→ STATED GOAL: Copy every record below exactly.

→ DATASET ENTRIES:
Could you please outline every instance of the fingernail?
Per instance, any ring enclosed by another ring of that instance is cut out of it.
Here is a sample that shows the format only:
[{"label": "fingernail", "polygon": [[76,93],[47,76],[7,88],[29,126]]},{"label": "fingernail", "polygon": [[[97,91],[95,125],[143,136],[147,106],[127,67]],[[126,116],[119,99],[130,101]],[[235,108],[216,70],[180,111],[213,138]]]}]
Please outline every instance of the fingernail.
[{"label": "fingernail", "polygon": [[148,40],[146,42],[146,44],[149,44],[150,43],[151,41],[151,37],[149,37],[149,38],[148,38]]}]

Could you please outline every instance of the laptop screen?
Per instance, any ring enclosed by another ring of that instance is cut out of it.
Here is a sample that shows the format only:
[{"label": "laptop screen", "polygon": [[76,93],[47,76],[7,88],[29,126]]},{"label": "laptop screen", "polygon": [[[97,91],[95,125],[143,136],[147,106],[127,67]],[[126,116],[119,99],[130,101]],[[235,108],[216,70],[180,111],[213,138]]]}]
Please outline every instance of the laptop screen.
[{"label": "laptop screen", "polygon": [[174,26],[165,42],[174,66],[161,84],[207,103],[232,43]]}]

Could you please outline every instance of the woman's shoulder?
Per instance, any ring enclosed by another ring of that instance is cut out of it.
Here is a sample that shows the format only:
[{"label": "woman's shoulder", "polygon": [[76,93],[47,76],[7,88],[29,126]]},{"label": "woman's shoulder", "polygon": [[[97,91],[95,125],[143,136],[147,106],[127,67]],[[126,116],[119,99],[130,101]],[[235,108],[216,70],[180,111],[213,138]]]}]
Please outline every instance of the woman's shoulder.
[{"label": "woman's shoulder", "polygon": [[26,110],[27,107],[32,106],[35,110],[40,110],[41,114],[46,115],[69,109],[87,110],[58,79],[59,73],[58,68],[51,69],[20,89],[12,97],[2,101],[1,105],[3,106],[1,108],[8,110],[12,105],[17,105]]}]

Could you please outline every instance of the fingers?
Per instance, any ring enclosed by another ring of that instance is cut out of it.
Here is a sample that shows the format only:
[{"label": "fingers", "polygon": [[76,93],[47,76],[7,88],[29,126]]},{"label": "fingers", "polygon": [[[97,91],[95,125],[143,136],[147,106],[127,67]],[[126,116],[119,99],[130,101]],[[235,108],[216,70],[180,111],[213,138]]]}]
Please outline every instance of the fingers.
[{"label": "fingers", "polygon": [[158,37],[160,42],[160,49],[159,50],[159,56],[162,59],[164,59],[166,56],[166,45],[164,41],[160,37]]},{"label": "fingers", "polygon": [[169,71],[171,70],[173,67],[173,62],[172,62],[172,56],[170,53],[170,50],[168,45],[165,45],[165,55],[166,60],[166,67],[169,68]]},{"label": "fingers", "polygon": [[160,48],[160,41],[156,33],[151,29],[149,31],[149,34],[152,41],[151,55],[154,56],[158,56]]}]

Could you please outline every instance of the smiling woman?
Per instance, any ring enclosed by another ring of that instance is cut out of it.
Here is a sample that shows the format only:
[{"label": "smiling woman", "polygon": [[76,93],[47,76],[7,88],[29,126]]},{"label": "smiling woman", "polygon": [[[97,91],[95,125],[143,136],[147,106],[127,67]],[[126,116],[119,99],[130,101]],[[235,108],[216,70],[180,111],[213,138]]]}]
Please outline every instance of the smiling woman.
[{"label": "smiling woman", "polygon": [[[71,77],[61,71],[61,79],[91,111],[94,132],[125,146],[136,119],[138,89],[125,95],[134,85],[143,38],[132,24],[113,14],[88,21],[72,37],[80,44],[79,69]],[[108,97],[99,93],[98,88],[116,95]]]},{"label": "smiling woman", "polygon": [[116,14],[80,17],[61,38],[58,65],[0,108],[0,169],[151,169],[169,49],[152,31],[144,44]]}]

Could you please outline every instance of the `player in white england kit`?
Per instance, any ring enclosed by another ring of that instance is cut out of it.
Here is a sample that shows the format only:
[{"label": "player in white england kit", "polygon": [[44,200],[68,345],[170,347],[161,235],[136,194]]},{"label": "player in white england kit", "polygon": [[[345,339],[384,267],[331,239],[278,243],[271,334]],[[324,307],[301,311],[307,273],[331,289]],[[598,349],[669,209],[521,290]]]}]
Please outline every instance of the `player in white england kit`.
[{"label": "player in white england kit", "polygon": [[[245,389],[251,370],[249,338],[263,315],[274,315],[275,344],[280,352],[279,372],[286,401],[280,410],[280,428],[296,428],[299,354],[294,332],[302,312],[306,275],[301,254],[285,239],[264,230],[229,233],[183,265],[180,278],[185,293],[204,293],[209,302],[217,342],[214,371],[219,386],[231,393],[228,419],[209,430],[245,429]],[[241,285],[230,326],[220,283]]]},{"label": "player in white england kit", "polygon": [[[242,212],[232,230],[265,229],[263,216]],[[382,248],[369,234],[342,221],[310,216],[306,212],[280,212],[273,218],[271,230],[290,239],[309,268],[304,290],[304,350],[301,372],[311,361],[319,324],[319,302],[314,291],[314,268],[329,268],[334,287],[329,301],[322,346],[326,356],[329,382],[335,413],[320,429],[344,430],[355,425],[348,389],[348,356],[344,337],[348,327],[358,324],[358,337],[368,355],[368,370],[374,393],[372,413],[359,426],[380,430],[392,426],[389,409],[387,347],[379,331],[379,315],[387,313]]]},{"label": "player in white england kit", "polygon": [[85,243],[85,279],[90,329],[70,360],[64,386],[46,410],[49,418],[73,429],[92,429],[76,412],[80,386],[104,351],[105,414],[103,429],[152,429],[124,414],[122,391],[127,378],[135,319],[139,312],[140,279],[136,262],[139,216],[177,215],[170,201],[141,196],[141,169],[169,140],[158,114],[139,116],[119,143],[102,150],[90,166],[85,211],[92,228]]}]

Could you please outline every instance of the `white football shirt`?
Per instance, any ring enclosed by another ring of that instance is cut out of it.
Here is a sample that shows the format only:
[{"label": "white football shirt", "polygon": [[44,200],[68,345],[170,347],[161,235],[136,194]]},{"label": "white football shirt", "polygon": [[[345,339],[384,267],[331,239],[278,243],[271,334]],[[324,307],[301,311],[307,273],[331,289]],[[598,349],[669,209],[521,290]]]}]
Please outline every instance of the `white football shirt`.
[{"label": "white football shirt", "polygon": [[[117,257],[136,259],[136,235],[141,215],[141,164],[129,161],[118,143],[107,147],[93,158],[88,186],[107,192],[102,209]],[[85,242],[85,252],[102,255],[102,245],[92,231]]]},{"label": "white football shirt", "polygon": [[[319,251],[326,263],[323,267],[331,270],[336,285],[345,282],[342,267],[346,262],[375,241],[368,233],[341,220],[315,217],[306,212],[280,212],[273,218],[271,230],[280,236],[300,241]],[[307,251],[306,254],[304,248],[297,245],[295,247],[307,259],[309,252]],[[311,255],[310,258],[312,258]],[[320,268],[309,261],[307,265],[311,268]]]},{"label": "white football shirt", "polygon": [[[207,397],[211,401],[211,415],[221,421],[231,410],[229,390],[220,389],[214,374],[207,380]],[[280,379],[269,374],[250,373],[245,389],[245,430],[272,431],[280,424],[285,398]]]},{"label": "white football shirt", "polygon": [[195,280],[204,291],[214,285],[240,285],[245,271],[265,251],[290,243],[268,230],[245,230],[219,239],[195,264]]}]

→ FULL ANSWER:
Could you please outline every instance of the fingernail?
Per instance, any ring enclosed by another ring of that instance is cut out of it.
Here is a sample that shows the format only:
[{"label": "fingernail", "polygon": [[76,93],[47,76],[7,88],[29,126]]},{"label": "fingernail", "polygon": [[[97,91],[95,125],[143,136],[147,106],[127,67]],[[126,116],[119,99],[130,101]],[[235,108],[216,70],[180,111],[213,138]]]}]
Please outline every instance of the fingernail.
[{"label": "fingernail", "polygon": [[148,40],[146,42],[146,44],[149,44],[150,43],[151,41],[151,37],[149,37],[149,38],[148,38]]}]

Could you please outline every instance of the laptop screen?
Per instance, any ring enclosed by another ring of that instance is cut out of it.
Here is a sample that shows the format only:
[{"label": "laptop screen", "polygon": [[76,93],[47,76],[7,88],[29,126]]},{"label": "laptop screen", "polygon": [[[97,91],[95,125],[143,136],[147,106],[127,67]],[[126,116],[119,99],[130,101]],[[235,108],[216,70],[180,111],[213,138]]]}]
Please outline every instance of the laptop screen.
[{"label": "laptop screen", "polygon": [[174,26],[165,42],[174,66],[161,84],[207,103],[232,43]]}]

Could you please outline every instance of the woman's shoulder?
Per instance, any ring enclosed by another ring of that instance is cut out of it.
Here is a sample that shows the format only:
[{"label": "woman's shoulder", "polygon": [[76,93],[47,76],[7,88],[29,126]]},{"label": "woman's shoulder", "polygon": [[[97,91],[95,125],[143,136],[147,106],[127,67]],[[126,116],[119,99],[130,101]],[[235,108],[216,70],[180,111],[213,138]]]}]
Please outline every instance of the woman's shoulder.
[{"label": "woman's shoulder", "polygon": [[26,110],[27,107],[32,106],[35,110],[40,110],[41,114],[46,115],[69,109],[87,110],[58,79],[59,73],[58,68],[51,69],[20,89],[12,97],[2,101],[1,105],[3,106],[1,108],[8,110],[12,105],[17,105]]}]

Could you please outline every instance of the fingers?
Per instance, any ring enclosed by another ring of that instance is cut out of it.
Here is a sample that shows the format only:
[{"label": "fingers", "polygon": [[76,93],[47,76],[7,88],[29,126]]},{"label": "fingers", "polygon": [[[97,91],[95,125],[143,136],[147,106],[127,67]],[[126,116],[119,99],[130,101]],[[235,108],[216,70],[180,111],[213,138]]]}]
Please outline every instance of the fingers.
[{"label": "fingers", "polygon": [[158,37],[160,42],[160,49],[159,50],[159,56],[162,59],[164,59],[166,56],[166,45],[164,41],[160,37]]},{"label": "fingers", "polygon": [[169,71],[171,70],[173,67],[173,62],[172,62],[172,56],[170,53],[170,50],[168,45],[165,45],[165,55],[166,60],[166,67],[169,68]]},{"label": "fingers", "polygon": [[160,48],[160,41],[156,33],[151,29],[149,31],[149,34],[152,41],[151,55],[154,56],[158,56]]}]

Could you please outline every instance of the smiling woman?
Per instance, any ring enclosed by another ring of that instance is cut out of it.
Here is a sample that shows the format only:
[{"label": "smiling woman", "polygon": [[76,93],[47,76],[7,88],[29,126]]},{"label": "smiling woman", "polygon": [[[97,91],[95,125],[143,136],[147,106],[127,67]],[[126,116],[119,99],[130,101]],[[235,108],[216,70],[180,111],[213,138]]]}]
Please outline every instance of the smiling woman.
[{"label": "smiling woman", "polygon": [[[71,77],[61,71],[61,79],[91,111],[94,132],[125,146],[136,119],[138,89],[125,95],[134,85],[143,38],[132,24],[113,14],[88,21],[72,37],[80,44],[79,69]],[[108,97],[99,93],[98,88],[116,95]]]},{"label": "smiling woman", "polygon": [[116,14],[80,17],[61,38],[58,65],[0,108],[0,169],[151,169],[169,49],[152,31],[144,44]]}]

Could you please outline every instance of the `player in white england kit`?
Per instance, any ring enclosed by another ring of that instance is cut out of it.
Here is a sample that shows the format only:
[{"label": "player in white england kit", "polygon": [[44,200],[68,345],[170,347],[161,235],[136,194]]},{"label": "player in white england kit", "polygon": [[[345,339],[384,267],[331,239],[278,243],[271,334]],[[324,307],[301,311],[307,273],[331,289]],[[598,349],[669,209],[521,290]]]}]
Please outline every instance of the `player in white england kit`.
[{"label": "player in white england kit", "polygon": [[[245,389],[251,370],[249,338],[263,315],[274,315],[275,344],[280,352],[279,372],[286,401],[280,410],[280,428],[296,428],[299,354],[294,332],[302,312],[306,275],[301,254],[285,239],[264,230],[229,233],[183,265],[180,278],[185,293],[204,293],[209,302],[217,342],[214,371],[219,386],[231,393],[228,419],[209,430],[245,429]],[[241,285],[230,326],[220,283]]]},{"label": "player in white england kit", "polygon": [[[242,212],[232,230],[265,229],[263,216]],[[382,248],[369,234],[342,221],[310,216],[306,212],[280,212],[273,218],[271,230],[290,239],[309,268],[304,290],[304,350],[301,372],[311,361],[319,324],[319,302],[314,291],[314,268],[329,268],[334,287],[329,301],[322,346],[326,356],[329,382],[335,413],[320,429],[344,430],[355,425],[348,389],[348,356],[344,337],[348,327],[358,324],[358,337],[368,355],[368,370],[374,393],[372,413],[359,426],[380,430],[392,426],[389,409],[387,347],[379,331],[379,315],[387,313]]]},{"label": "player in white england kit", "polygon": [[85,243],[85,279],[90,329],[70,360],[64,386],[46,410],[49,418],[73,429],[92,429],[76,412],[80,386],[104,351],[105,414],[103,429],[152,429],[124,414],[122,391],[127,378],[135,319],[139,312],[140,279],[136,262],[139,216],[177,215],[170,201],[141,196],[141,169],[169,140],[158,114],[139,116],[119,143],[102,150],[90,166],[85,211],[92,228]]}]

Could you please outline every instance of the `white football shirt`?
Per instance, any ring enclosed by another ring of that instance is cut out of it.
Here is a sample that shows the format only:
[{"label": "white football shirt", "polygon": [[44,200],[68,345],[170,347],[161,235],[136,194]]},{"label": "white football shirt", "polygon": [[[345,339],[384,267],[331,239],[278,243],[271,334]],[[324,307],[301,311],[307,273],[331,289]],[[598,349],[669,209],[521,290]]]}]
Please outline every instance of the `white football shirt`.
[{"label": "white football shirt", "polygon": [[[117,257],[136,259],[136,235],[141,215],[141,164],[129,161],[118,143],[107,147],[93,158],[88,186],[107,192],[102,209]],[[85,242],[85,252],[102,255],[102,245],[92,231]]]},{"label": "white football shirt", "polygon": [[[319,251],[326,263],[323,267],[331,270],[336,285],[345,282],[342,267],[346,262],[375,241],[368,233],[341,220],[315,217],[306,212],[280,212],[273,218],[271,230],[280,236],[300,241]],[[307,251],[306,254],[304,248],[297,245],[295,247],[307,259],[309,252]],[[311,255],[310,258],[312,258]],[[320,268],[309,261],[307,265],[311,268]]]},{"label": "white football shirt", "polygon": [[[207,397],[211,401],[211,415],[221,421],[231,410],[229,390],[220,389],[214,374],[207,380]],[[280,379],[269,374],[250,373],[245,389],[245,430],[272,431],[280,424],[285,398]]]},{"label": "white football shirt", "polygon": [[195,280],[204,291],[214,285],[240,285],[245,271],[265,251],[290,243],[268,230],[245,230],[219,239],[195,264]]}]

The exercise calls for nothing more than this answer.